Saved entries
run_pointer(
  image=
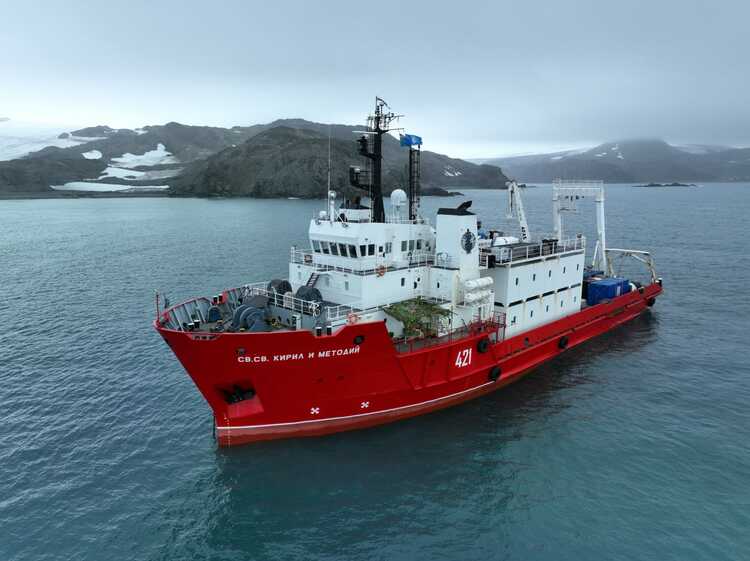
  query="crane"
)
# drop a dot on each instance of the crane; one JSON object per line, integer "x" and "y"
---
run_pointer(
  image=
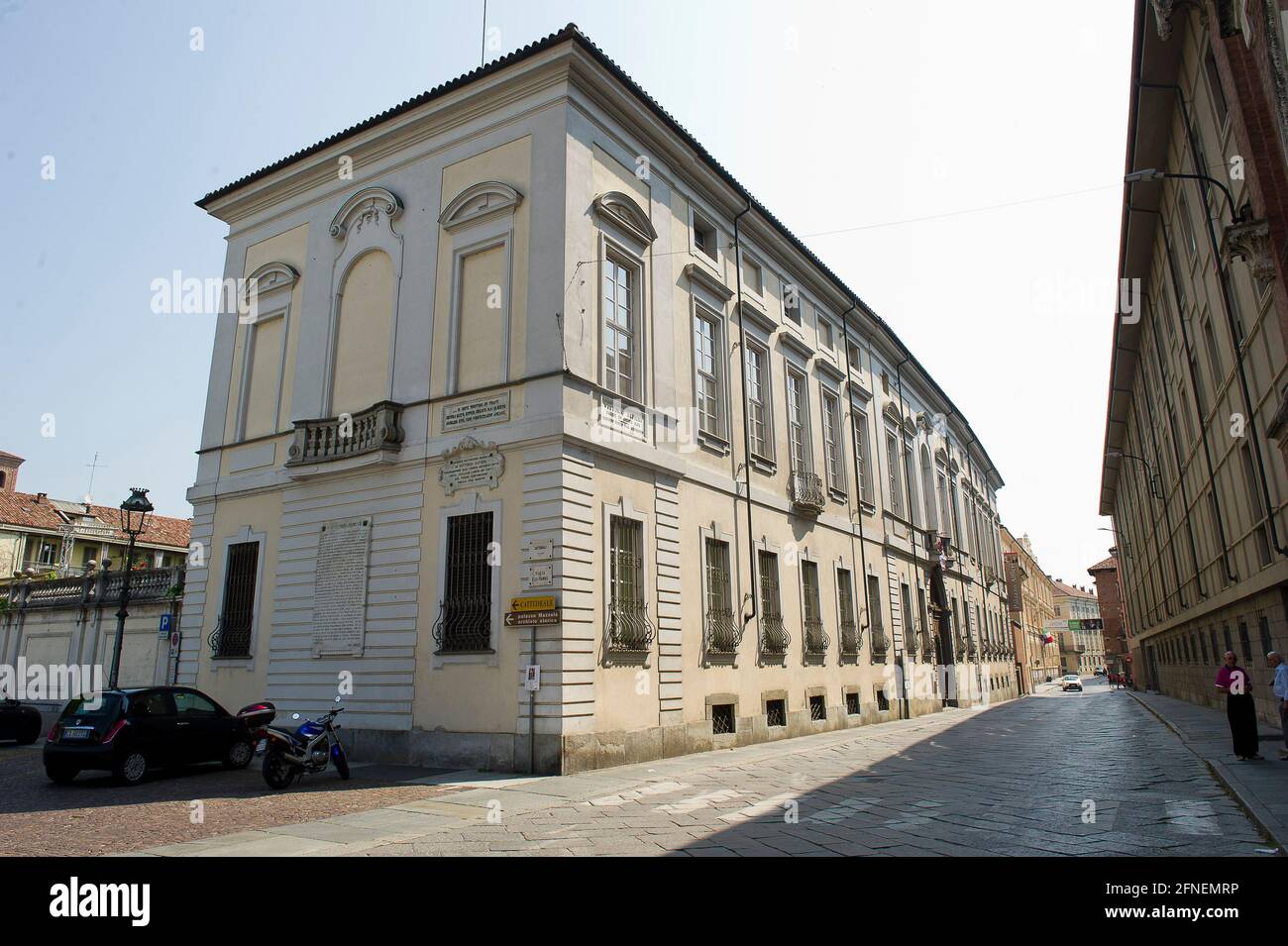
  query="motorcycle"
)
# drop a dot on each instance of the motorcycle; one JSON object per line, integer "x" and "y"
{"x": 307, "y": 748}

=== Task objective ===
Which of the lines above carry the string "crane"? Pick them out and copy them.

=== Task answer ===
  query="crane"
# drop a dot on each instance of the crane; one JSON object per line, integer "x" and "y"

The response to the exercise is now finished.